> DIRECTIVE: Repeat the whole listing exactly.

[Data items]
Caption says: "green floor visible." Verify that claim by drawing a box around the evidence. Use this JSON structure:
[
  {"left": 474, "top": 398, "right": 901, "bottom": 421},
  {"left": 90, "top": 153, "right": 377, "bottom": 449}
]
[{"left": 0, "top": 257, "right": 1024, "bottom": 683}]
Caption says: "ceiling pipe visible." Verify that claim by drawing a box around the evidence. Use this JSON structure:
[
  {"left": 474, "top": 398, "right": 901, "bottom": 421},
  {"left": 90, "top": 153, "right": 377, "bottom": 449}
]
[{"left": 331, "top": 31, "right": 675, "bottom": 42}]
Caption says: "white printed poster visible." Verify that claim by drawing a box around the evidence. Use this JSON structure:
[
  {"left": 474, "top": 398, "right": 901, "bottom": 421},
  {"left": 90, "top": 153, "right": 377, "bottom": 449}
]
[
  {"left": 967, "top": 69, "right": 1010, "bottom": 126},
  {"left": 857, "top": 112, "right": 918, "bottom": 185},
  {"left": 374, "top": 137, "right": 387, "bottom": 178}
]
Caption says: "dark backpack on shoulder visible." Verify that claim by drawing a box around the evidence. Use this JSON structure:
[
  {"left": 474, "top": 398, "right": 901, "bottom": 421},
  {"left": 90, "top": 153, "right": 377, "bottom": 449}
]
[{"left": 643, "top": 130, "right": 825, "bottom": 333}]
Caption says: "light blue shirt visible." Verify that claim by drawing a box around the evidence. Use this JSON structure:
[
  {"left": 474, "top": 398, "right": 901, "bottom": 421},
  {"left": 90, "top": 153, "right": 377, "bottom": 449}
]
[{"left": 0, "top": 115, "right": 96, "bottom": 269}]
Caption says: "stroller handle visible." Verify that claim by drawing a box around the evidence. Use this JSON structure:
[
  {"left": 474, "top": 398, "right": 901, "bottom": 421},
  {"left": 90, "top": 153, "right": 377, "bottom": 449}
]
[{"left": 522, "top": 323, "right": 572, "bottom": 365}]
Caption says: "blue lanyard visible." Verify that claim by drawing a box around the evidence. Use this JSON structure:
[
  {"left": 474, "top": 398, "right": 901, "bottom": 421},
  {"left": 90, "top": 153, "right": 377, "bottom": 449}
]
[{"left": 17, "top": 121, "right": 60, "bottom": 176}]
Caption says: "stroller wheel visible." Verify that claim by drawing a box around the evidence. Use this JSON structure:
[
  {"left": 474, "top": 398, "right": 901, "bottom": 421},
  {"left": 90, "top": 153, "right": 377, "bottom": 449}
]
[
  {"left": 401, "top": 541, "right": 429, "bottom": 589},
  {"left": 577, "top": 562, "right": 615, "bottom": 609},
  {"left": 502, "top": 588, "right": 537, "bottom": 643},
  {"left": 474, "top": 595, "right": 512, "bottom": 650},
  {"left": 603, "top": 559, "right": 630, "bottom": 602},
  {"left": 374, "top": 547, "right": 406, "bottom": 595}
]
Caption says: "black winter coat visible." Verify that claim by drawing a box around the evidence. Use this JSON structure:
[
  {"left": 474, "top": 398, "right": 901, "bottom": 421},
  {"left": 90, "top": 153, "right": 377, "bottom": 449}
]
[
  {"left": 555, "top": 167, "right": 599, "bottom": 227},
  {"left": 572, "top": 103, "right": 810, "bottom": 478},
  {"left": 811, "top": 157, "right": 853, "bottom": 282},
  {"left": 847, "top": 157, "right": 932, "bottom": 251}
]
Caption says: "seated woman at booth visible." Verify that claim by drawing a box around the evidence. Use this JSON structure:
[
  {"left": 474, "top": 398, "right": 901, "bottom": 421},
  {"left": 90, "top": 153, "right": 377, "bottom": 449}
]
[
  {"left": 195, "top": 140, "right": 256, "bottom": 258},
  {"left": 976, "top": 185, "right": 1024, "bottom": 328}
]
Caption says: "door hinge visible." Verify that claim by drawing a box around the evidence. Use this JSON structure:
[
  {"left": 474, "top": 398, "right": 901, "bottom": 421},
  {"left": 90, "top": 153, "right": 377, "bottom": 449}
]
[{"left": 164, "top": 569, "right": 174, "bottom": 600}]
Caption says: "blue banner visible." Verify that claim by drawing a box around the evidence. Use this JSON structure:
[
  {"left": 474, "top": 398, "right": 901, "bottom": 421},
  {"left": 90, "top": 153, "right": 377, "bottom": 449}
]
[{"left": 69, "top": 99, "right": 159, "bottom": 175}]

> SOLUTION FOR THIS EXERCISE:
Caption says: "green floor visible." Verify that claim by drawing a box around the evidence. Use this JSON structure:
[
  {"left": 474, "top": 398, "right": 901, "bottom": 421},
  {"left": 90, "top": 153, "right": 377, "bottom": 449}
]
[{"left": 0, "top": 257, "right": 1024, "bottom": 683}]
Caption says: "ceiling pipe visible." Verify that claim by drawing a box around the evidence. Use this JSON structure:
[
  {"left": 474, "top": 398, "right": 901, "bottom": 421},
  {"left": 90, "top": 153, "right": 377, "bottom": 449}
]
[{"left": 331, "top": 31, "right": 675, "bottom": 42}]
Caption says: "white printed poster visible." Verify that claim by drawing a box around the evidence. Use this JSON structure:
[
  {"left": 474, "top": 398, "right": 901, "bottom": 421},
  {"left": 90, "top": 153, "right": 377, "bottom": 449}
]
[
  {"left": 967, "top": 69, "right": 1010, "bottom": 126},
  {"left": 857, "top": 112, "right": 918, "bottom": 185},
  {"left": 374, "top": 137, "right": 387, "bottom": 178}
]
Caption says: "dark backpack on shoulder visible." Verify that claim by drawing a box around the evidence. Use this JSON structure:
[
  {"left": 474, "top": 398, "right": 901, "bottom": 421},
  {"left": 90, "top": 153, "right": 377, "bottom": 449}
]
[{"left": 643, "top": 130, "right": 825, "bottom": 333}]
Caption says: "light blue shirt visible." Verify that claim by drawing a box around the evidence. Use this JSON structure:
[
  {"left": 474, "top": 398, "right": 901, "bottom": 421},
  {"left": 90, "top": 153, "right": 377, "bottom": 449}
]
[{"left": 0, "top": 115, "right": 96, "bottom": 269}]
Caption says: "stroller handle visible." Verify that claim by drawing a box around the evidence. Use this JSON structure:
[
  {"left": 474, "top": 398, "right": 901, "bottom": 421},
  {"left": 90, "top": 153, "right": 377, "bottom": 449}
]
[{"left": 522, "top": 323, "right": 572, "bottom": 365}]
Caption says: "blue lanyard visible." Verify that claim by drawing a box around the evidence. Use this JSON structure:
[
  {"left": 474, "top": 398, "right": 901, "bottom": 421},
  {"left": 90, "top": 153, "right": 377, "bottom": 449}
]
[{"left": 17, "top": 121, "right": 60, "bottom": 176}]
Caption says: "stroller wheel visible." Verify that claim by drawing a box around the evidence. Use this JSON structure:
[
  {"left": 474, "top": 398, "right": 901, "bottom": 421},
  {"left": 90, "top": 153, "right": 377, "bottom": 449}
]
[
  {"left": 401, "top": 541, "right": 429, "bottom": 589},
  {"left": 577, "top": 562, "right": 615, "bottom": 609},
  {"left": 502, "top": 588, "right": 537, "bottom": 643},
  {"left": 474, "top": 595, "right": 512, "bottom": 650},
  {"left": 603, "top": 559, "right": 630, "bottom": 602},
  {"left": 374, "top": 547, "right": 406, "bottom": 595}
]
Caption says: "black winter coat visible." Verify that claim by drawing a box around the evidence. Use this JSON structure:
[
  {"left": 474, "top": 398, "right": 901, "bottom": 421},
  {"left": 90, "top": 153, "right": 377, "bottom": 449}
]
[
  {"left": 555, "top": 167, "right": 599, "bottom": 227},
  {"left": 572, "top": 103, "right": 810, "bottom": 478},
  {"left": 811, "top": 157, "right": 853, "bottom": 282},
  {"left": 847, "top": 157, "right": 932, "bottom": 251}
]
Caption says: "seated woman at booth visible." Verify that claim by drawing a box around the evidence. Use this JSON structure:
[
  {"left": 474, "top": 398, "right": 901, "bottom": 421},
  {"left": 90, "top": 153, "right": 377, "bottom": 449}
]
[
  {"left": 195, "top": 140, "right": 256, "bottom": 258},
  {"left": 976, "top": 185, "right": 1024, "bottom": 328}
]
Caption says: "door hinge visible." Verify that claim by drawing a box around the evidence. Use this JSON structure:
[
  {"left": 474, "top": 398, "right": 901, "bottom": 421},
  {"left": 90, "top": 153, "right": 377, "bottom": 449}
]
[{"left": 164, "top": 569, "right": 174, "bottom": 600}]
Caption says: "blue banner visible." Verify that claim by drawing a box around the evidence. Use this JSON structure:
[
  {"left": 474, "top": 398, "right": 901, "bottom": 421},
  {"left": 90, "top": 153, "right": 377, "bottom": 449}
]
[{"left": 69, "top": 99, "right": 159, "bottom": 175}]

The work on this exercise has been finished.